# INSTRUCTION:
Copy out all of the material exactly as presented.

# EXERCISE INPUTS:
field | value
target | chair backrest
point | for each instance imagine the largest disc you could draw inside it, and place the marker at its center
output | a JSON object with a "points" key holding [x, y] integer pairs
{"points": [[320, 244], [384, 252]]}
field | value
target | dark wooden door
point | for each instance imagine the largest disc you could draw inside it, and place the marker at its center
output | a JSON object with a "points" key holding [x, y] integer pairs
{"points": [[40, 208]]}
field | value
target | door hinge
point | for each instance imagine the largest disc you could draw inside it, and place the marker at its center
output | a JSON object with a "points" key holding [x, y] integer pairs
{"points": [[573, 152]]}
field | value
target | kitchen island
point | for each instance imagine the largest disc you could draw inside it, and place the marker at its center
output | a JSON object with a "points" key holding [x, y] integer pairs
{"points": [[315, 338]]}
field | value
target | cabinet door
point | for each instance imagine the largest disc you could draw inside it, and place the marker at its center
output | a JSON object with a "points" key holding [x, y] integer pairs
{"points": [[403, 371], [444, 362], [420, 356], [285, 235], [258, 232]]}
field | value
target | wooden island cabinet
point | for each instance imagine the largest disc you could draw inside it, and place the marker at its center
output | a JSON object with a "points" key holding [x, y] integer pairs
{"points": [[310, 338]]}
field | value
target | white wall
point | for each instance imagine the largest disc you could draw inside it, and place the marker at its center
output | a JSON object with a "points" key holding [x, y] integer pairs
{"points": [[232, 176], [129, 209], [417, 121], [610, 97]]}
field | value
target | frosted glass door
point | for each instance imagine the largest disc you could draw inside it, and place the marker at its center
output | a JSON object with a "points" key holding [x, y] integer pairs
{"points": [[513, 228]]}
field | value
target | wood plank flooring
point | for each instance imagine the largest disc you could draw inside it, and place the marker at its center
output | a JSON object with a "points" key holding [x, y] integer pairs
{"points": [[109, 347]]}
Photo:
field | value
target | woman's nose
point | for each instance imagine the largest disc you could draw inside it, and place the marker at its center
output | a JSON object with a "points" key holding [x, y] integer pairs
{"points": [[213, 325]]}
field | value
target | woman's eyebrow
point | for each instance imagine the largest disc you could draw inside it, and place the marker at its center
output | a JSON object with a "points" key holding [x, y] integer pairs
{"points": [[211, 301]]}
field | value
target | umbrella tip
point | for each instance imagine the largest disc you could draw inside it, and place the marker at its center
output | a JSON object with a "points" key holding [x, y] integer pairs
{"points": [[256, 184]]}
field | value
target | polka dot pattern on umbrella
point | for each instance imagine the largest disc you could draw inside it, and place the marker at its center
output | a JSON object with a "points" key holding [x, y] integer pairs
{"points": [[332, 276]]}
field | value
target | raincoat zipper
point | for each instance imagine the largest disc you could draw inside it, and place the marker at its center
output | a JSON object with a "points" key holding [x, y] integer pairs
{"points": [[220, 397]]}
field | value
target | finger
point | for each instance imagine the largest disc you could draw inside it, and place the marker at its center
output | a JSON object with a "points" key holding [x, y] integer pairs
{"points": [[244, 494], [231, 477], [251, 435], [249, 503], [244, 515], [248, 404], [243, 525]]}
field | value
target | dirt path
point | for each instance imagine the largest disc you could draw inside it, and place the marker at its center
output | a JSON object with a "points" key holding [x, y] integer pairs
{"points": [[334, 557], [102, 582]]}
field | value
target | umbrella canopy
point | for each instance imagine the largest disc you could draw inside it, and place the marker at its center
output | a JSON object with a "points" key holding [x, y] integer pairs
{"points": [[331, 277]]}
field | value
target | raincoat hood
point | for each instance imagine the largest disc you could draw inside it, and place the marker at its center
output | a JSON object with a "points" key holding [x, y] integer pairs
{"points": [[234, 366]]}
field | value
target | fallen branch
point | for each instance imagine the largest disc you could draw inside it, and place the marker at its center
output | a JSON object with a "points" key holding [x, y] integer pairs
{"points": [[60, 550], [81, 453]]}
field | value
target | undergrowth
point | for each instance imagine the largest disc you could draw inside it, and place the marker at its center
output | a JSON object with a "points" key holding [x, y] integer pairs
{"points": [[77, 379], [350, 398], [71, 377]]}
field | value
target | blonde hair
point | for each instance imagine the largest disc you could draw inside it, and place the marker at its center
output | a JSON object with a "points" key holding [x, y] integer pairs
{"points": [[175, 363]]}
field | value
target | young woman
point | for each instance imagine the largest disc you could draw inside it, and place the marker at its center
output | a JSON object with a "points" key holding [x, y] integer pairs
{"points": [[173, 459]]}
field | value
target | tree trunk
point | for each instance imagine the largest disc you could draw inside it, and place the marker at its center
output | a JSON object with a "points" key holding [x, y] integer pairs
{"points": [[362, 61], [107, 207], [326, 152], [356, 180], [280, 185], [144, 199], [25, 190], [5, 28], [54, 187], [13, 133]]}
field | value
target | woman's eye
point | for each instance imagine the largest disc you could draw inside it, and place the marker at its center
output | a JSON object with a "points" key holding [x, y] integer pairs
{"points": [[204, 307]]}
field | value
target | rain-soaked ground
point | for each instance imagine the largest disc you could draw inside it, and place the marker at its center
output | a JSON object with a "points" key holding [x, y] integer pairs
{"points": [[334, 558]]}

# ANSWER FOR THE TASK:
field | value
target | chair backrest
point | for each instance imagine the largest disc you could draw inside it, and place the marker at its center
output | a JSON object with a "points" key holding [x, y] integer pairs
{"points": [[320, 244], [384, 252]]}
field | value
target | dark wooden door
point | for each instance imagine the largest disc you could draw inside it, and place the marker at its center
output | a JSON object with a "points" key holding [x, y] integer pairs
{"points": [[40, 208]]}
field | value
target | door hinge
point | for each instance imagine the largest disc you could draw inside it, and place the marker at its center
output | a JSON object with a "points" key holding [x, y] integer pairs
{"points": [[573, 152]]}
field | value
target | kitchen island
point | for each instance imagine the largest disc you could draw inside it, and place the marker at its center
output | a JSON object with a "points" key holding [x, y] integer pairs
{"points": [[315, 338]]}
field | value
target | cabinet door
point | for each instance imagine the largest disc you could draw inside it, and place the marker at its center
output | a JSON object with a "points" key holding [x, y] integer pairs
{"points": [[403, 371], [444, 362], [420, 356], [285, 235], [258, 232]]}
field | value
target | wooden island cabinet
point | for each instance imagine the largest disc you could draw inside it, and place the marker at its center
output | a JSON object with a "points" key holding [x, y] integer pairs
{"points": [[310, 338]]}
field | value
target | white wall
point | for each instance imagine the largest disc you could draw inside it, and place the marker at its center
output | a JSON object with a "points" key holding [x, y] integer pairs
{"points": [[232, 176], [129, 209], [417, 121], [610, 97]]}
field | value
target | frosted glass door
point | for each instance imagine the largest disc you could draw inside it, and place the marker at its center
output | a JSON object with a "points" key holding [x, y] integer pairs
{"points": [[513, 228]]}
field | value
target | wood plank flooring
point | for each instance imagine the largest disc you could draw inside it, and place the marker at its center
output | a JSON object with a "points" key holding [x, y] integer pairs
{"points": [[109, 347]]}
Photo:
field | value
target | woman's nose
point | for each instance imagine the largest disc you could draw inside it, and place the marker at its center
output | a JSON object with a "points" key holding [x, y] integer pairs
{"points": [[213, 325]]}
field | value
target | woman's eyebrow
point | for each instance imagine the largest disc you could draw inside it, and place the marker at its center
output | a JSON object with a "points" key holding [x, y] integer pairs
{"points": [[211, 301]]}
field | value
target | umbrella tip
point | for each instance imagine the largest disc you could draw inside it, and place the marker at its center
output | a JSON object with a "points" key holding [x, y] integer pairs
{"points": [[256, 184]]}
field | value
target | polka dot pattern on umbrella
point | for each instance imagine the largest disc you could draw inside it, and place the marker at its center
output | a JSON object with a "points" key holding [x, y] integer pairs
{"points": [[332, 276]]}
field | value
target | raincoat zipper
point | for each instance imagine the largest disc you could draw inside it, and place the marker at its center
output | a JSON object with a "points" key holding [x, y] integer pairs
{"points": [[220, 397]]}
field | value
target | finger
point | for each instance imagine the largest disc you could draw inside it, and place the marker at its center
output | a JSON object with a "points" key holding [x, y] integer pairs
{"points": [[244, 494], [231, 477], [251, 435], [249, 503], [244, 515], [248, 404], [243, 525]]}
field | value
target | dirt path
point | for each instance imagine the largest disc you could draw inside it, and place the marker at its center
output | a JSON object with a "points" key holding [x, y] integer pairs
{"points": [[334, 557], [102, 582]]}
field | value
target | umbrella canopy
point | for each instance imagine the largest disc you could draw inside it, and place the marker at its center
output | a JSON object with a "points" key holding [x, y] integer pairs
{"points": [[331, 277]]}
field | value
target | raincoat hood
point | for each instance imagine the largest disc you could draw inside it, and place the marker at its center
output | a JSON object with a "points" key holding [x, y] integer pairs
{"points": [[234, 366]]}
field | value
target | fallen branch
point | for each instance imagine the largest disc you could draw inside it, and place the marker at its center
output | a JSON object with a "points" key holding [x, y] integer pairs
{"points": [[60, 550], [81, 453]]}
field | value
target | undergrowth
point | for each instance imagine the largest disc you could draw inside it, and place the marker at its center
output | a JSON object with a "points" key holding [x, y] integer pairs
{"points": [[77, 379], [350, 398], [71, 377]]}
field | value
target | blonde hair
point | for each instance imagine the largest disc you could draw inside it, and place the marker at its center
output | a JSON object with a "points" key holding [x, y] integer pairs
{"points": [[175, 363]]}
field | value
target | young woman
point | for each instance imagine the largest disc you could draw inside it, and place the marker at its center
output | a JSON object with a "points" key holding [x, y] integer pairs
{"points": [[173, 459]]}
field | value
target | tree trunk
point | for each instance imagine the largest disc you could draw inside it, and place the marker at its center
output | a JSON object with a "points" key holding [x, y] integer pairs
{"points": [[362, 61], [107, 207], [326, 152], [356, 180], [280, 185], [144, 199], [25, 190], [5, 28], [54, 187], [13, 133]]}
field | value
target | woman's eye
point | for each instance imagine the largest disc you could draw inside it, and place the marker at its center
output | a JSON object with a "points" key holding [x, y] integer pairs
{"points": [[204, 307]]}
field | value
target | rain-soaked ground
point | for each instance imagine the largest disc you could draw inside it, and place the marker at its center
output | a JSON object with a "points" key holding [x, y] integer pairs
{"points": [[334, 558]]}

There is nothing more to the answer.